Dark Hemyspheres: November 2013

As I write this, the air is thick with smoke as explosions ring all around. You can’t beat a good fireworks night to bring out the little warmongering kid in us all. Death! Destruction! Bloodshed! Which brings me smoothly onto November's picks…

Orchestral strings rarely make more than a fleeting appearance in this column, but this month nothing is more exciting than the release of the soundtrack to classic 1960s horror Witchfinder General [8]. Paul Ferris' seminal work is as creepy and unsettling as the film it scores, every piece immediately dragging you into the scene and the wrought emotions it conjures. Some of the cues have an air of the music normally found in westerns, but if you know the film and its almost unique use of the English countryside, they make perfect sense. This smartly packaged reissue even unearths two unheard bonus tracks from the vaults, turning what might be a curiosity piece into an essential purchase for anyone with an interest in classic film soundtracks.


Continuing with the string theme, Apocalyptica are back. Recorded live back in July Wagner Reloaded – Live In Leipzig [7] takes on the great composer's work and is reshaped to tell a theatrical story (that we cannot see...) It took a while for the record to grab me, but after a few spins I was enraptured by the cellos and the elegant ease with which the band, now approaching their music from the opposite direction, flow from traditional classical to their distorted vision. And in a move that will certainly please old fans, the album is entirely instrumental for the first time in years.


Few bands ever make it past album three, so the fact Motörhead have made it to 21 is extraordinary. Even more stunning is that Aftershock [6] is actually quite good! Beyond that though, there are no surprises, this is classic Lemmy and co. doing what they do best, a collection of boisterous drinking songs with a catchy tune and a snarl of the lips. There's no particular stand-out or anthemic track, but neither is there an especially duff one; a comforting winter warmer for the rebel inside. Similarly, Melvins have been around the block a few times. Making his debut on a full studio album, original drummer Mike Dillard is back in the band after 30 years for Tres Cabrones [5]. A couple of old demos from that era get a makeover, but this is largely new material from the rejigged trio. The band's inimitably quirkiness is in full effect, but the record never really gets into top gear. This is the sound of three old friends jamming out a few strange rockers, and that looseness ultimately means this wanders about a tad aimlessly and incomplete.
──────────────────────────────
- **WRITTEN EXERCISE 1**:
Answer these questions about the November 2013 music review column:
(a) Whose work is the Witchfinder General soundtrack?
(b) In which city was the Apocalyptica album recorded live?
(c) How many years had Mike Dillard been out of Melvins before returning for Tres Cabrones?
- **WRITTEN EXERCISE 2**: Pick up the November 2013 music review column after its last sentence and continue it.

- **Collected data entries**:
──────────────────────────────
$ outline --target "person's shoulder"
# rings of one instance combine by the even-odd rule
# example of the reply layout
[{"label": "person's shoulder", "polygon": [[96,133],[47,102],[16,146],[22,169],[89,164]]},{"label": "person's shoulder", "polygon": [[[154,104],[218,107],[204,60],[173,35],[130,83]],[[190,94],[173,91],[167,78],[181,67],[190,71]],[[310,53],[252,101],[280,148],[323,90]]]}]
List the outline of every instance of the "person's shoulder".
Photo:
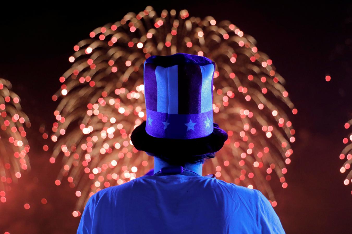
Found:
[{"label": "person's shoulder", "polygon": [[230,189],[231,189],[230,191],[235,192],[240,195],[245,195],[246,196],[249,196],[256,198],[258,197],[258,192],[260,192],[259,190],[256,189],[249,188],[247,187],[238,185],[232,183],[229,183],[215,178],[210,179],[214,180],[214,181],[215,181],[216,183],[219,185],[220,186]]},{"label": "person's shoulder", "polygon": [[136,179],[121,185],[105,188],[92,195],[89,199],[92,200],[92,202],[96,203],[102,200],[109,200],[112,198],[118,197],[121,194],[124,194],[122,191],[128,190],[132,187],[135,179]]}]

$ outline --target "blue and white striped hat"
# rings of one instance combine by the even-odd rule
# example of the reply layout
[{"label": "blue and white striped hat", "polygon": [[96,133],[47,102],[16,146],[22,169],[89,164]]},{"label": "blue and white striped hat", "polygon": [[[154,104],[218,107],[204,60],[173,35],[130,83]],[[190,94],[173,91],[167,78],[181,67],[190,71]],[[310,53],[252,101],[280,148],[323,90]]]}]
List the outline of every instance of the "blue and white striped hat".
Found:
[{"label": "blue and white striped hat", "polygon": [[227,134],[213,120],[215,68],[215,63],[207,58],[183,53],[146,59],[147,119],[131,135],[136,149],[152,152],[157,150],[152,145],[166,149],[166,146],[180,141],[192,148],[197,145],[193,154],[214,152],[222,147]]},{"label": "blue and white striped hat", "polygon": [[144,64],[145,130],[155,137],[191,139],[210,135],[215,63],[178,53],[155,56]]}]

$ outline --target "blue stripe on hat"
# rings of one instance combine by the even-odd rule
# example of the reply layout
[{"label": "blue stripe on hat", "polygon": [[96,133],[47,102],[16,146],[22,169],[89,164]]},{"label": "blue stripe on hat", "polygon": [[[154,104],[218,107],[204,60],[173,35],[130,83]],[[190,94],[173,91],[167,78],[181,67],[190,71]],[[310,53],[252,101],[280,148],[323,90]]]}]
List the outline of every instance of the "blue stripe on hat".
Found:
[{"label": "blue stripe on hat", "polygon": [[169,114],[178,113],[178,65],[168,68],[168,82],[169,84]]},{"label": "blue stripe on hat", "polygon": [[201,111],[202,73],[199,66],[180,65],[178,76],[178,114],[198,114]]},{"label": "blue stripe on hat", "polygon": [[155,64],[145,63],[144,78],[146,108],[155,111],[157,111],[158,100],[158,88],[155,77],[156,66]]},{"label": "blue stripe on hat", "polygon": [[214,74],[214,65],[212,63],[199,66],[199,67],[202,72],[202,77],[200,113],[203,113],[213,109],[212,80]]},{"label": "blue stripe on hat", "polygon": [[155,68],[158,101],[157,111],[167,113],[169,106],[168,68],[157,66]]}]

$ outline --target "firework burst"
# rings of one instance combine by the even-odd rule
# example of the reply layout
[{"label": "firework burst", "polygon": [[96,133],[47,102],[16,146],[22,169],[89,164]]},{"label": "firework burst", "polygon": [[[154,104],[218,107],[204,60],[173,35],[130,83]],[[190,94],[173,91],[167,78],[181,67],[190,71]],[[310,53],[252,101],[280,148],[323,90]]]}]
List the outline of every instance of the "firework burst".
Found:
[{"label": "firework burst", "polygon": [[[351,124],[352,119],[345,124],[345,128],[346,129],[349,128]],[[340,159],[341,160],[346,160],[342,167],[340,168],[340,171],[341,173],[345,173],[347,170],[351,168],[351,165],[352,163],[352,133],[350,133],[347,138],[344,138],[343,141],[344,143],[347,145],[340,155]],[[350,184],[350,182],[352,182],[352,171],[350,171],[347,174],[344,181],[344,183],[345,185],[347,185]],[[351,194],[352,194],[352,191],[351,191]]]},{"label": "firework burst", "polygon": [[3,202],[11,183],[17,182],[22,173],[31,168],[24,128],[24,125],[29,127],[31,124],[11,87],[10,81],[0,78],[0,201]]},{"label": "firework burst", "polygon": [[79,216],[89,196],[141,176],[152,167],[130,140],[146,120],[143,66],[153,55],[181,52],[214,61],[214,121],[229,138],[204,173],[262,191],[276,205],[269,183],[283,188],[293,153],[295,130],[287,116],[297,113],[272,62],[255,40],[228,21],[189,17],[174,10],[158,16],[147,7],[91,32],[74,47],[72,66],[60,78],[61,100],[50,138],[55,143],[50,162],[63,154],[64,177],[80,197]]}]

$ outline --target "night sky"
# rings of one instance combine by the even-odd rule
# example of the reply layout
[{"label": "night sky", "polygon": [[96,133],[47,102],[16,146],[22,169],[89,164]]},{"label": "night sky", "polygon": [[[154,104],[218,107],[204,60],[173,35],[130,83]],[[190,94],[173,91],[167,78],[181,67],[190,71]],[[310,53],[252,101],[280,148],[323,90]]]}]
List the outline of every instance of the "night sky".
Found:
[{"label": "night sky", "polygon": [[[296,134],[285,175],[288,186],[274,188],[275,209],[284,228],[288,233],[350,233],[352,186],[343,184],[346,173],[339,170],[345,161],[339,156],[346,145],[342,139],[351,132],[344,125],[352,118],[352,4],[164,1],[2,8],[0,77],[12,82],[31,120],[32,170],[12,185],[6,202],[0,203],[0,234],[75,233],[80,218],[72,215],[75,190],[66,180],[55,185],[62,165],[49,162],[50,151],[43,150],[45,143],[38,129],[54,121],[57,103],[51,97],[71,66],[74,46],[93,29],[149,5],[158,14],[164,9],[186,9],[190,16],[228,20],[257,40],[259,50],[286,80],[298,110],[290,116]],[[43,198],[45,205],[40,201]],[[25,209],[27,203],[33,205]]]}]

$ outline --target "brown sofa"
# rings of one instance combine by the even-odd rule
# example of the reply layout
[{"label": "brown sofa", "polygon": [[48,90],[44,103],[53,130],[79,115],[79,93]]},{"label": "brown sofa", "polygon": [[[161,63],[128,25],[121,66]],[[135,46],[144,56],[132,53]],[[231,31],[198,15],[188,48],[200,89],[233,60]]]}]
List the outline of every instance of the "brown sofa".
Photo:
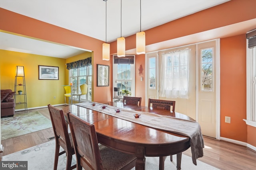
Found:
──────────────────────────────
- **EXERCISE RESPONSE 1**:
(a) Paul Ferris
(b) Leipzig
(c) 30 years

- **EXERCISE RESPONSE 2**:
In a month where the old guard are coming out fighting, Deicide continue their homicidal return to form with In The Minds Of Evil [6]. The fiery anti-religious bile is still very much in abundance, with appropriately blistering solos to match. It's a fun listen, but in truth this is nothing more than just a solid death metal album. Pestilence are also back with their third post-reunion record in the shape of Obisdio [5]. The same accusation can also be levelled here, the sense being this is a band still doing what they've always done. Of course the music is meticulously executed, but in truth this is a little dull as it completely fails to captivate the listener. The situation with Circle is confusing to say the least (I think the name is being lent out), but whatever, Incarnation [6] is a bold and twisted take on the genre. It starts off conventionally enough, before quickly falling into a heavy psychedelic freak out. This pretty much sets the blueprint for the rest of the album, a weighty and hypnotic trip.

The French are often the butt of many a musical jibe, but I've learnt in recent years that they can produce some of the finest extreme metal around. So it is comforting to find a French band still peddling something horrifyingly cheesy. Pandemonium [2] from Operadyse is as bland a power metal album as you can get. "It all sounds the same" is a phrase that really winds me up, but in this case I fear it is true as most will be hard pushed to distinguish it from the vast majority of German power metal in the last three decades. At least Leaves' Eyes have Liv Kristine to add a dose of sparkle to their music. But on latest offering Symphonies Of The Night [6] they are inextricably sounding ever more like the original incarnation of Nightwish. Having always been leaders in the world of female-fronted gothic metal, it seems they are now imitating the imitators. Still, Liv's voice is a delight to hear, and the songs strong enough to carry it along through magical adventures and fantastical tales.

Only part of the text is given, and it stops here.